● PROBLEM:
Lines before the one containing "Target: forest floor" are left out; copy that line and every later line through the end of the data exactly.

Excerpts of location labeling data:
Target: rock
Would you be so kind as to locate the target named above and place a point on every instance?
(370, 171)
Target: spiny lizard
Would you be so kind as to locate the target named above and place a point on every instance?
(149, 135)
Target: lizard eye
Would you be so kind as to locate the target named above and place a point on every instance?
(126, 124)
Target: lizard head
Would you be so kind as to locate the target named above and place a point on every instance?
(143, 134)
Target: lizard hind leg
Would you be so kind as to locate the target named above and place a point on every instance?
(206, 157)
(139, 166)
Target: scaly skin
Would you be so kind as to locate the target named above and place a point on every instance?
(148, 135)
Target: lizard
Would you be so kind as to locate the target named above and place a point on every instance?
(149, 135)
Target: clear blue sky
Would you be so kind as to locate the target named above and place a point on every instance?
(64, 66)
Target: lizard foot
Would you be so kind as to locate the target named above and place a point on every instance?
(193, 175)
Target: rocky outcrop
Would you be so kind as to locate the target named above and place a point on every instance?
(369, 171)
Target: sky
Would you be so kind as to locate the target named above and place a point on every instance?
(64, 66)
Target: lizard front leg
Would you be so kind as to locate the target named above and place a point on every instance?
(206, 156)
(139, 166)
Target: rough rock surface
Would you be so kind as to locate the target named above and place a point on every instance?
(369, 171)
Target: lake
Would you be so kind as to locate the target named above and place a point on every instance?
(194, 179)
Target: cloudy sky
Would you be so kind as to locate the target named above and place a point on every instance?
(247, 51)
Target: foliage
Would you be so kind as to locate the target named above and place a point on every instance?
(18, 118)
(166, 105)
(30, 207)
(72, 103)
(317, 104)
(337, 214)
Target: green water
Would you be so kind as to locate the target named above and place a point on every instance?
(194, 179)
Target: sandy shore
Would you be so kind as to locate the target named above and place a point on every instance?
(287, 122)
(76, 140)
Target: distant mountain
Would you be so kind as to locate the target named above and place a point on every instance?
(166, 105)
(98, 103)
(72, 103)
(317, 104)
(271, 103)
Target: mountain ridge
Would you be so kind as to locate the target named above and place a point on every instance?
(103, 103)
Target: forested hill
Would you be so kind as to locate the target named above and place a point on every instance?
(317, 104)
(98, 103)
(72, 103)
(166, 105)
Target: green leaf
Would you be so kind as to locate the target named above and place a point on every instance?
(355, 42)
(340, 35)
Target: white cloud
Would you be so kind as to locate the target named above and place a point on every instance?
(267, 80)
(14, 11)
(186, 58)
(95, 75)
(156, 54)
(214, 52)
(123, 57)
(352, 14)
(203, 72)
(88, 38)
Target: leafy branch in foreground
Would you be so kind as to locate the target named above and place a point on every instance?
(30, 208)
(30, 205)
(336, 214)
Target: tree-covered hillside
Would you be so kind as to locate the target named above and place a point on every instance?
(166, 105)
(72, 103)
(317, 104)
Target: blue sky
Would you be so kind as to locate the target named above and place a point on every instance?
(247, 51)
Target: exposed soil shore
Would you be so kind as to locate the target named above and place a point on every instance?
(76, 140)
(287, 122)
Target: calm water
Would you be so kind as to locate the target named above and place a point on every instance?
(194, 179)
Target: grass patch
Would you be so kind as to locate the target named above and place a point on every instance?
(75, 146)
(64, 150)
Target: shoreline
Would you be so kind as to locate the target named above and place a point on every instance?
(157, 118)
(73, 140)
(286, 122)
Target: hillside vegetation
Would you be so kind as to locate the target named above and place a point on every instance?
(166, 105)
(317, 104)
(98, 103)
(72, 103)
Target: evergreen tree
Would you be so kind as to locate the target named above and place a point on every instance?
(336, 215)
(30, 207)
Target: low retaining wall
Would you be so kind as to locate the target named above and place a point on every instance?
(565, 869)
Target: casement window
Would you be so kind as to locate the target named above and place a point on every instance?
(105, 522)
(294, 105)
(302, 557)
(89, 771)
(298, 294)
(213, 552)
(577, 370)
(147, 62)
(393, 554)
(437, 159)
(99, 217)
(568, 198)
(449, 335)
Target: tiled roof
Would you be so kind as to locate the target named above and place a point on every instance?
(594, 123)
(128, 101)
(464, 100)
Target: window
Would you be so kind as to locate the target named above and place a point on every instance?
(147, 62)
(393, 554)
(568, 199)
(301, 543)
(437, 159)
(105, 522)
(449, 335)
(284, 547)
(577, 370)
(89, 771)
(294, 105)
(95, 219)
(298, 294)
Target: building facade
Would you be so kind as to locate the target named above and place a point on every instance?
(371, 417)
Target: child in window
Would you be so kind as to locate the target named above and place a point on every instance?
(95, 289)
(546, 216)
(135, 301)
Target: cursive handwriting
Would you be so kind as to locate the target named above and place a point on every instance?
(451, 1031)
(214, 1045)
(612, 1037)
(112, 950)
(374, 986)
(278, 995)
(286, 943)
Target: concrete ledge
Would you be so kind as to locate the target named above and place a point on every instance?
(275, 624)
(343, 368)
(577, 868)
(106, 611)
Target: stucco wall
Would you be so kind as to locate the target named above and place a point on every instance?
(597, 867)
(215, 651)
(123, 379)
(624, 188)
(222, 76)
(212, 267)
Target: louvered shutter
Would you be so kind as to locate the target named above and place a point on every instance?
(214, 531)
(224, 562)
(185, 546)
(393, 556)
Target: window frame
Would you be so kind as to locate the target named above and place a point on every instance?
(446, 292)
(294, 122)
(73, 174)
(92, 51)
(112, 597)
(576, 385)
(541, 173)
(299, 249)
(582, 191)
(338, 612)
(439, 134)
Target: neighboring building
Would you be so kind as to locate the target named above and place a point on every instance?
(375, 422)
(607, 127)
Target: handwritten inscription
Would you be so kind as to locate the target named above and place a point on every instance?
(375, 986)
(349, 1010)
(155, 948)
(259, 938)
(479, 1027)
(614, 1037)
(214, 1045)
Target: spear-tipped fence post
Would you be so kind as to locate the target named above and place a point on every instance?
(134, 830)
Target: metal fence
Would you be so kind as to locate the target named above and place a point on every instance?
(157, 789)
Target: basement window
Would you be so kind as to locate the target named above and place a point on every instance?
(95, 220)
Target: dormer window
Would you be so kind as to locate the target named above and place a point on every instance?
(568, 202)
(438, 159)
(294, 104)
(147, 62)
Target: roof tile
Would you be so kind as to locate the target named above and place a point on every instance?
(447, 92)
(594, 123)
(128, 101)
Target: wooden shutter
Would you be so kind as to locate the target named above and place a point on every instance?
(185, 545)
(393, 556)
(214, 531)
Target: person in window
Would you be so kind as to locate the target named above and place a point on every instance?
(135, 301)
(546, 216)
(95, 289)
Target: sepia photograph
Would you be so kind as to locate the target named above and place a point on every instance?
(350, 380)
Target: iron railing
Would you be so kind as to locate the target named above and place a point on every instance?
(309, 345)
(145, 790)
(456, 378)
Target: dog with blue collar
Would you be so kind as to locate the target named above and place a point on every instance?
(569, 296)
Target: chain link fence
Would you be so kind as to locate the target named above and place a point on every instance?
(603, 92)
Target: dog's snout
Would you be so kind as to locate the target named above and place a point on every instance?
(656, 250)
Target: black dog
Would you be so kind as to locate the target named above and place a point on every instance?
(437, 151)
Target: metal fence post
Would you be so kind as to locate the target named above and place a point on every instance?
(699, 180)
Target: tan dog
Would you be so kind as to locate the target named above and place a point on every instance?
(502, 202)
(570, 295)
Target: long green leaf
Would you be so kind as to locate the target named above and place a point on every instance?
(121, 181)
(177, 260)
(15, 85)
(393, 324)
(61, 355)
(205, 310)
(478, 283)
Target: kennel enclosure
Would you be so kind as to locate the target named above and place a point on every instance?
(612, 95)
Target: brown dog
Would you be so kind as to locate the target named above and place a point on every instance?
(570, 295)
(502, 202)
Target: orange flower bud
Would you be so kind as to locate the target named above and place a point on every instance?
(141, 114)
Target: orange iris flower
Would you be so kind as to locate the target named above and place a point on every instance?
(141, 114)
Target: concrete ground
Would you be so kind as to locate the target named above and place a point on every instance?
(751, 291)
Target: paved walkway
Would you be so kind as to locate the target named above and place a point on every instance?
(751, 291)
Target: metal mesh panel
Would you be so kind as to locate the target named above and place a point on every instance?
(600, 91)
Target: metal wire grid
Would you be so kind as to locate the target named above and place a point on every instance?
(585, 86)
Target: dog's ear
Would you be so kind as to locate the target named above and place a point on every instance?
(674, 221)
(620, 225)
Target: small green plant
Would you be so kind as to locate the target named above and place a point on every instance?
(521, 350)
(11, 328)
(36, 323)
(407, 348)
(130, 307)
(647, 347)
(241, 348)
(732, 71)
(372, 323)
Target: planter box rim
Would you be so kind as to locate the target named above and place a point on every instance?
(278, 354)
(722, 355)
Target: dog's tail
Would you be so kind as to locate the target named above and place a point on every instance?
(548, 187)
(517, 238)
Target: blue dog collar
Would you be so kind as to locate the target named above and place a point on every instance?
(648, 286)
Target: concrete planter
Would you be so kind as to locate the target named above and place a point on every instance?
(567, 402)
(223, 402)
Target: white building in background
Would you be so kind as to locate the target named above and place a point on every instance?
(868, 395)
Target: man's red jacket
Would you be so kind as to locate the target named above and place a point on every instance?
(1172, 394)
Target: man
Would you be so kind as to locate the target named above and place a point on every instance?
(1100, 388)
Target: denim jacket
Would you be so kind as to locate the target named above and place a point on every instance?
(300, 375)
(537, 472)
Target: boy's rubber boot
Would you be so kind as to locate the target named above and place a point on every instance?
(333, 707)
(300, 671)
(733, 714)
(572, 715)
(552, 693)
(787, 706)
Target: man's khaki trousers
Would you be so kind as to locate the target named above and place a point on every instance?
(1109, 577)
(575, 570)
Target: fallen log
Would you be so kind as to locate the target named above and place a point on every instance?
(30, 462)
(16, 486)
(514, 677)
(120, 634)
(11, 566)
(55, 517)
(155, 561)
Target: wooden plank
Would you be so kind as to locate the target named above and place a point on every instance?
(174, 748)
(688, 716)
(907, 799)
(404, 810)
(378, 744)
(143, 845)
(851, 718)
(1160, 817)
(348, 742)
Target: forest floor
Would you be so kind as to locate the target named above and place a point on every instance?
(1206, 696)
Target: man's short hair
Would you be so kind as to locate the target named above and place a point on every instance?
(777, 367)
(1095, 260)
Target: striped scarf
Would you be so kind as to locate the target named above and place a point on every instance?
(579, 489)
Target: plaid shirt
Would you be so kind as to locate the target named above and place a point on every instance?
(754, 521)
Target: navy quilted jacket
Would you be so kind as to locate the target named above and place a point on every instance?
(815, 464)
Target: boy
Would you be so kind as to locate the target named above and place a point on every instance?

● EXERCISE SOLUTION:
Target: forest floor
Would you be so kind as to locate the target named above and place a point on every instance?
(1206, 696)
Target: man's short hair
Would you be so kind as to locate the target named above and place a point on every instance?
(777, 367)
(1095, 260)
Target: striped scarf
Would you be so kind as to locate the target named above and place a point on every instance?
(579, 489)
Target: plaid shirt
Would you be so kind as to locate the target named above and place a point on every instance?
(754, 521)
Target: navy quilted jacket
Would you be so kind as to locate the target named above and place a point on every instance?
(815, 464)
Target: boy
Would you be so kind as to locate the target named above and place a point on every instance?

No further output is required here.